Text passage:
Still referring to FIG. 2, the instrument sub 12 is connected to a drive shaft 48, which is supported within the bearing section of the mud motor 16 by

radial bearings

50 and 54, and by an axial bearing 52. The drive shaft 48 is connected to a rotor 58 by a driver flex shaft 56 that transmits power from the rotor 58 to the drive shaft 48. The driver flex shaft 56 is disposed in a bend section 57 of the mud motor thereby allowing the direction of the drilling to be controlled. The rotor 58 is rotated within a stator 60 by the action of the downward flowing drilling mud. The upper end of the rotor 58 terminates at a mud motor connector 62. Conductors 46, that extend from the lower terminus 44 through the drive shaft 48 and driver flex shaft 56 and rotor 58, terminate at an upper terminus 66 within the mud motor connector 62. The upper terminus 66, like the lower terminus 44 and conductors 46, rotate.

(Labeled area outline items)
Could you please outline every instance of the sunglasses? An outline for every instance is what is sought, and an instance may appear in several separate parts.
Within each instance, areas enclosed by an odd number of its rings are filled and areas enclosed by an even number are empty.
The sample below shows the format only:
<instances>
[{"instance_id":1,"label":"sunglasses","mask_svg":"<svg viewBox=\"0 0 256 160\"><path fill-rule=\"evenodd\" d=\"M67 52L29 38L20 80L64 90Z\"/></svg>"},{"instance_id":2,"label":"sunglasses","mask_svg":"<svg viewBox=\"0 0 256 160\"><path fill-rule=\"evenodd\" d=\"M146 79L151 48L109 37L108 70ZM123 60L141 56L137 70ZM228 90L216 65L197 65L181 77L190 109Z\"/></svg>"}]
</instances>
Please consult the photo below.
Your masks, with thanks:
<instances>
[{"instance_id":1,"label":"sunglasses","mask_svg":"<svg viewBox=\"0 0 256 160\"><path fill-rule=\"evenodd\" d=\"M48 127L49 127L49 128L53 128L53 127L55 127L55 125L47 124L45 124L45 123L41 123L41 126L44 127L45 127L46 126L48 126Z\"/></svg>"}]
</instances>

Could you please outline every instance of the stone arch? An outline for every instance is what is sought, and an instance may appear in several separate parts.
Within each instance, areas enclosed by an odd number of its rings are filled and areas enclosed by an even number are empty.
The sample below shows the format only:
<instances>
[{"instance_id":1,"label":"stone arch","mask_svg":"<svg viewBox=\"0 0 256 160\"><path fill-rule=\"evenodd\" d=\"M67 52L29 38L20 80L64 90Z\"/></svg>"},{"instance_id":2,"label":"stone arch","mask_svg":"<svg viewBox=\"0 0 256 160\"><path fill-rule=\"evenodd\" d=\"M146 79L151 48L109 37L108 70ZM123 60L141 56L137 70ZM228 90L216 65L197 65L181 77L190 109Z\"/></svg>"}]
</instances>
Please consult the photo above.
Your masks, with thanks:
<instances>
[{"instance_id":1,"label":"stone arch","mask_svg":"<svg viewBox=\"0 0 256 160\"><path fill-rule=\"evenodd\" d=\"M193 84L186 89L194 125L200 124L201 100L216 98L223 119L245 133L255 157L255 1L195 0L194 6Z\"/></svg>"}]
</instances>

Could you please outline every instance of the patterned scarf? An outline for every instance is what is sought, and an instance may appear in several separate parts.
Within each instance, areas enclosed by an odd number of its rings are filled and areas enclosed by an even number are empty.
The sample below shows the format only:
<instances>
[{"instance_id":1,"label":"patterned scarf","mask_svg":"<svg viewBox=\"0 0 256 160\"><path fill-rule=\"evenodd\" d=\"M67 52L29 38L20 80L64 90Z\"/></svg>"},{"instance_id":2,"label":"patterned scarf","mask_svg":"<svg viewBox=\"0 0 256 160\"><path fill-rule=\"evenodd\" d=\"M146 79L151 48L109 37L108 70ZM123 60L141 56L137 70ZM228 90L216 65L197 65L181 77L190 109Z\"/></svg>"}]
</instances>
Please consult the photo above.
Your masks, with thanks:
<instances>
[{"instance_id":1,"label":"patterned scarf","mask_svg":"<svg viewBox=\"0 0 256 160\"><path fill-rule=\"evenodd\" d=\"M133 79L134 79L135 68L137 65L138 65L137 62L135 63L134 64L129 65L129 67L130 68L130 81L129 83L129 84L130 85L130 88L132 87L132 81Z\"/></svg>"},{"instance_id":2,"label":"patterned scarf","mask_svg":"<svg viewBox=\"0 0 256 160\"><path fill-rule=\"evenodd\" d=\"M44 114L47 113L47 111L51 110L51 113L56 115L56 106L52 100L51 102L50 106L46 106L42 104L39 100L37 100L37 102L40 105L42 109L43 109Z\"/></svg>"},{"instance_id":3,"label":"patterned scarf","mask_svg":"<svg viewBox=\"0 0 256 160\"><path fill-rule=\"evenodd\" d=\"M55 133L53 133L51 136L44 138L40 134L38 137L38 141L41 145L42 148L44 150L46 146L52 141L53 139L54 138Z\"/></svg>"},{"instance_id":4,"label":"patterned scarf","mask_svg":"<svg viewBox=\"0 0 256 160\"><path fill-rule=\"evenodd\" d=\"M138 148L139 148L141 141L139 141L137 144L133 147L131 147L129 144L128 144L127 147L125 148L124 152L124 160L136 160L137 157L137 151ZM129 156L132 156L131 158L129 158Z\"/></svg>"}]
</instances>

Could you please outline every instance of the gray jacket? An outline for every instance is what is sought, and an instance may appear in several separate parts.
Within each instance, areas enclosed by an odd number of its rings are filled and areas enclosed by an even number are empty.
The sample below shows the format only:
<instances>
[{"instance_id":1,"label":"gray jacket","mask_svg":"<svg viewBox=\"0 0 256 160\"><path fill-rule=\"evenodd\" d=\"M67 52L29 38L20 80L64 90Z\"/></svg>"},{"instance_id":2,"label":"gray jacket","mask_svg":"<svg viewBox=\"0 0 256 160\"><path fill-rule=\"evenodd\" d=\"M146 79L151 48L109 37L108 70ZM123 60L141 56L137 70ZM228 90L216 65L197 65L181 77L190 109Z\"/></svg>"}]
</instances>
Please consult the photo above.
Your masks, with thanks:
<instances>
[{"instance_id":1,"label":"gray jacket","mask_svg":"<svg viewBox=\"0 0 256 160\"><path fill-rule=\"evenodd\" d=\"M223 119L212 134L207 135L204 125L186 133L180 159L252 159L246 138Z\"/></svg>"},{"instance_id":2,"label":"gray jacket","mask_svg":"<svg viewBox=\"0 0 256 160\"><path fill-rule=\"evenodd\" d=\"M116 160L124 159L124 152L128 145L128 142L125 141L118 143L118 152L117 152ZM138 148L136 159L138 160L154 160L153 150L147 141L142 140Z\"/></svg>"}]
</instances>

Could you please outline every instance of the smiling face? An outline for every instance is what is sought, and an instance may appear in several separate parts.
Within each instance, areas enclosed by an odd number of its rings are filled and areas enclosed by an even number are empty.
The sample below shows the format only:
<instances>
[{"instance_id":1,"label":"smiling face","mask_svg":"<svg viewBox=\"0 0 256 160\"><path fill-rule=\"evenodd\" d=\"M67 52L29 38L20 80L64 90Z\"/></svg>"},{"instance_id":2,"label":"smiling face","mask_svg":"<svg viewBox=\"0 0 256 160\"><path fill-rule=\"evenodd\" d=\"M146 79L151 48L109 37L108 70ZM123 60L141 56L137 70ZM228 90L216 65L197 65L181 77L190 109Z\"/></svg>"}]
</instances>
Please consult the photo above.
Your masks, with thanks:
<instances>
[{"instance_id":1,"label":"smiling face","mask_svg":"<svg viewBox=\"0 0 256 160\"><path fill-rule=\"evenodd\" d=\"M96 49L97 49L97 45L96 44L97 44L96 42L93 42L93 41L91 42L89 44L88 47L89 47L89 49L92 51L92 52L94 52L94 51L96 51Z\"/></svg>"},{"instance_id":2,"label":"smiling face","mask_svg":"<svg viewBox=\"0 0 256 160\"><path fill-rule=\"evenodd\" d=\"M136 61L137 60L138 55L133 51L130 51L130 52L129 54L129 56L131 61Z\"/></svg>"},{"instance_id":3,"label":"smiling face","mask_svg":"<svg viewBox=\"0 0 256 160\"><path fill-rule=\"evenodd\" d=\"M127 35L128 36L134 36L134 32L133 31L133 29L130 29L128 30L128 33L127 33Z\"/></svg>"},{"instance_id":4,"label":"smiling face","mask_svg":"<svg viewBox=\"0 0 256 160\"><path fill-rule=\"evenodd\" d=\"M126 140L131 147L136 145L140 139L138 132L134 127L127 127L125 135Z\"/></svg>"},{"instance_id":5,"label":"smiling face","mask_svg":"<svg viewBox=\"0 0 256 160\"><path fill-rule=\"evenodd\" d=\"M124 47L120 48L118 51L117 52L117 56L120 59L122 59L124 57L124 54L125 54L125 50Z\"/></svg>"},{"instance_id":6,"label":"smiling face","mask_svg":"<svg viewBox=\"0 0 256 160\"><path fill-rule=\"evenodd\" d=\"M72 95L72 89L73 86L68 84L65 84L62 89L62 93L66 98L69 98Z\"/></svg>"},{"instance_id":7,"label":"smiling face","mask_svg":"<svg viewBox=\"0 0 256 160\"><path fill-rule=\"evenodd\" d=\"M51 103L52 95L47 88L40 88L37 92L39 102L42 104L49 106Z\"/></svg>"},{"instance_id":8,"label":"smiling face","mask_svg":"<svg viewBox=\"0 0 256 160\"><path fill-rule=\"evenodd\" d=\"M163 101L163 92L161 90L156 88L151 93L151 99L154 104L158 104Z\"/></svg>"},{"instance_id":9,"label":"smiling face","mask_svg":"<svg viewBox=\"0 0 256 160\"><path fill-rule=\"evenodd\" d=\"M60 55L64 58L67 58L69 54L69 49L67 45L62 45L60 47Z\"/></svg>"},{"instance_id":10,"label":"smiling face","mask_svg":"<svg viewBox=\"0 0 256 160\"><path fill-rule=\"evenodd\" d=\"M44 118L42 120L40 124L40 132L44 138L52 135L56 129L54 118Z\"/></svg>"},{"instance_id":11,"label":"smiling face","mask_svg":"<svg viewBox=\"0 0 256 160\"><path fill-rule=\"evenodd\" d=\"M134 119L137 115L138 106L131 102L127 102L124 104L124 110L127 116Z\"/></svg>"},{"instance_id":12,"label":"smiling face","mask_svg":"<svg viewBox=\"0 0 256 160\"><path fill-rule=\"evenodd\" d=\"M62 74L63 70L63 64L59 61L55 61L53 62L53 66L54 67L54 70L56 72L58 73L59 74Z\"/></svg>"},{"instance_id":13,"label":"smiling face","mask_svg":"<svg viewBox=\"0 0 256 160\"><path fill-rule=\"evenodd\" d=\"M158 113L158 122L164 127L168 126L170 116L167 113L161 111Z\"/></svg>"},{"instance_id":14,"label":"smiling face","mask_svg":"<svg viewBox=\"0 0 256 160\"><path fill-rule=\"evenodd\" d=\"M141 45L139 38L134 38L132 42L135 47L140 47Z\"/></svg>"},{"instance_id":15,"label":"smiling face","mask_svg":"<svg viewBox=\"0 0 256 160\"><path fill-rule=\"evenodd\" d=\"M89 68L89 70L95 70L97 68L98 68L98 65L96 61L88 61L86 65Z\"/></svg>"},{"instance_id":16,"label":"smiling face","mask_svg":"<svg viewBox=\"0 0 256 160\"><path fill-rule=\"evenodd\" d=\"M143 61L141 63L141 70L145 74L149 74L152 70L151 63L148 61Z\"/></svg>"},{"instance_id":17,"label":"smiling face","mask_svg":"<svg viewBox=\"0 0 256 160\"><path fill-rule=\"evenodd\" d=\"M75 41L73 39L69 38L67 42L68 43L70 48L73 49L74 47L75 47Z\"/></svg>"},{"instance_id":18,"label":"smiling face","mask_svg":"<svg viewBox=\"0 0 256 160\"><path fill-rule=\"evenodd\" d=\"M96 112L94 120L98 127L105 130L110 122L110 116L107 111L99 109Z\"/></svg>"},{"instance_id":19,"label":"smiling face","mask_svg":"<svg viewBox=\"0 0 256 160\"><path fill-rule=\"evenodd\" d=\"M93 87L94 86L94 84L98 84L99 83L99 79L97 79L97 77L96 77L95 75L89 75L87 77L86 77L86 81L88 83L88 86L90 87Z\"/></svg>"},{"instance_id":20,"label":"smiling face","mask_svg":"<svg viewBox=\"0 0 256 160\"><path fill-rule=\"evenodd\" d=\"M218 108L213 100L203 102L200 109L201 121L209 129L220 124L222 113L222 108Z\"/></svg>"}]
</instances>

Work instructions:
Decide whether each statement below agrees with the mud motor passage, answering yes or no and quoting the words from the passage that settle it. (a) The drive shaft 48 is supported by an axial bearing. (b) The rotor 58 is turned inside the stator 60 by an electric drive. (c) The upper terminus 66 stays fixed while the conductors 46 rotate.

Answer:
(a) Yes: "and by an axial bearing 52."
(b) No: "The rotor 58 is rotated within a stator 60 by the action of the downward flowing drilling mud."
(c) No: "The upper terminus 66, like the lower terminus 44 and conductors 46, rotate."